◆ **What to do**: Continue the article on the 2022 Leica M6 reissue from the point where it ends.
----- Text provided
We had the opportunity to examine the new M6 ahead of this announcement, and it is an absolutely gorgeous combination. The camera appears to be a perfect reproduction of the original M6, and the black finish is excellent, similar to that on the current M11 but a little shinier and smoother. It looks and feels just right, and I am certain this will be a winner for Leica. It will sell like hotcakes (to coin a phrase).

I defy any Leica enthusiast not to lust after this lovely little camera. And the silver steel-rim lens (see separate announcement) perfectly complements the reincarnated body, so that’s another burden for your credit card to bear.

The 2022 camera also incorporates a modern version of the M rangefinder, with an 0.72x magnification. It is equipped with a battery warning indicator, and the top cover has also been redesigned, now milled from solid brass covered by an abrasion-resistant lacquer. This replaces the previous version’s die-cast zinc.

The shutter-speed dial remains identical to that of the M6 and the current MP, working in the opposite direction to the more logical operation which was adopted for the M6TTL, M7 and all subsequent digital cameras. I asked a factory representative to comment on this. The newer mechanism would have resulted in a slightly higher body, which would have been contrary to Leica’s aim of producing a new version of a classic camera. As a result, the smaller shutter-speed dial, identical to the 1984 version, is also adopted instead of the larger dial used on modern cameras.
----------
----- Given information
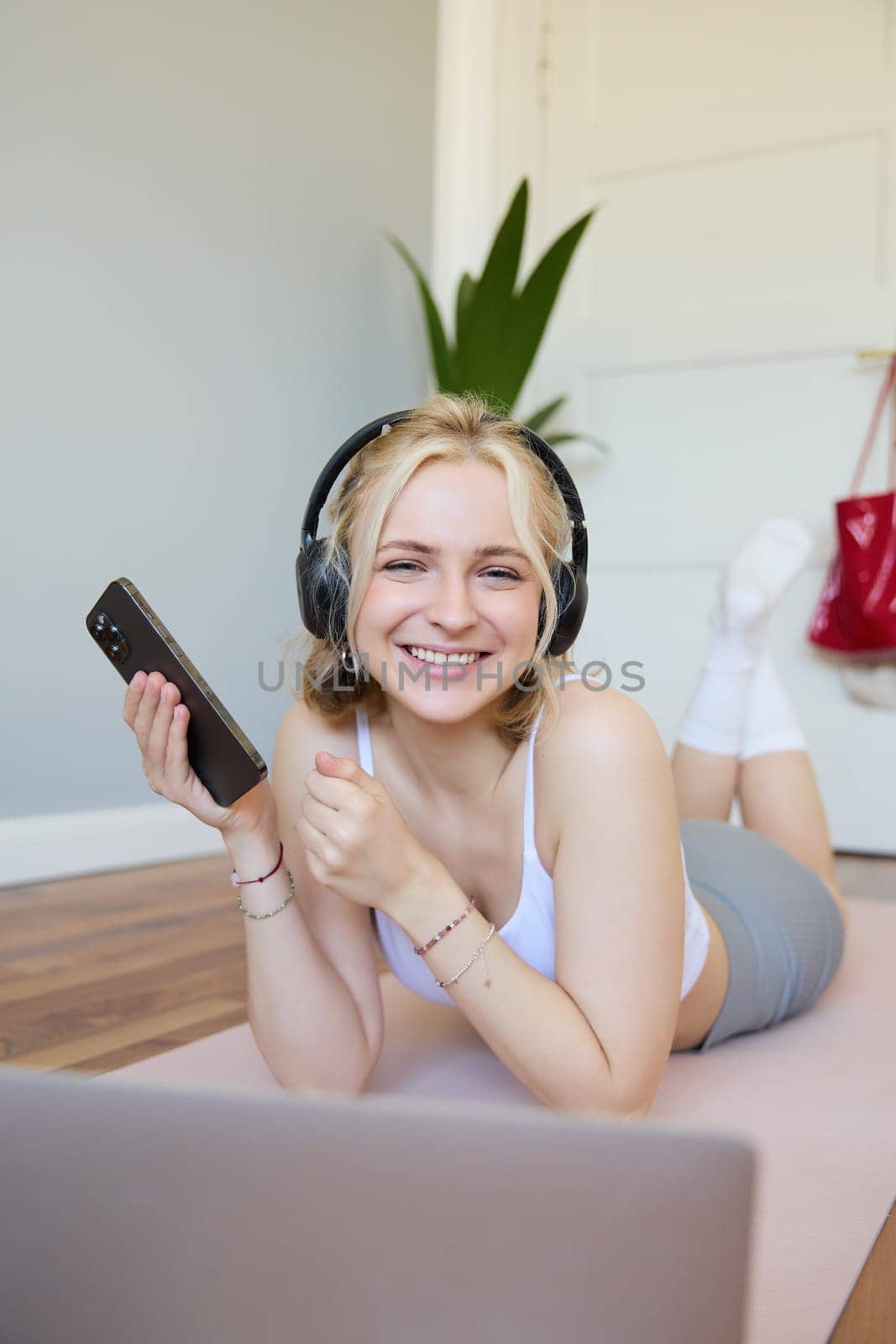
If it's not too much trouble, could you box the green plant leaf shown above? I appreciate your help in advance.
[524,396,567,434]
[544,428,612,457]
[457,177,529,392]
[385,234,459,392]
[500,210,595,405]
[454,270,475,349]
----------
◆ **Answer to this task**:
All the new camera’s optical surfaces are now coated and thus less sensitive to stray light. In addition, the correct exposure is now indicated by a central red dot in addition to the two arrows originally used. The central dot first appeared on the M6TTL and remained a feature of the M7 and is now used on all digital Ms. The M6 exposure meter measures light via a brightened area on the mechanically controlled cloth shutter, and recent achievements such as the optimised rangefinder ensure even more functionality.

Announcing the M6 today in Wetzlar, Stefan Daniel said, “The Leica M6 is a milestone in the corporate history of Leica Camera AG. Since 1984, countless iconic pictures have been taken with it; it was a part of the product range for over 18 years and is still a fascinating camera with an extremely high utility value. Conscious analogue photography, as an antithesis to the flood of digital images, is enjoying great popularity. Therefore, it was only logical for us to produce the Leica M6 again as one of the most popular representatives of this camera type”.

The Leica M6 is available globally in Leica stores and authorised dealers from 3 November 2022. The retail price in the UK will be £4,500, including tax.

All images Leica Camera AG

Note: In case you are worried about batteries, you will need two PX76/SR44 or one DL1/3N battery, both available from Amazon and other outlets.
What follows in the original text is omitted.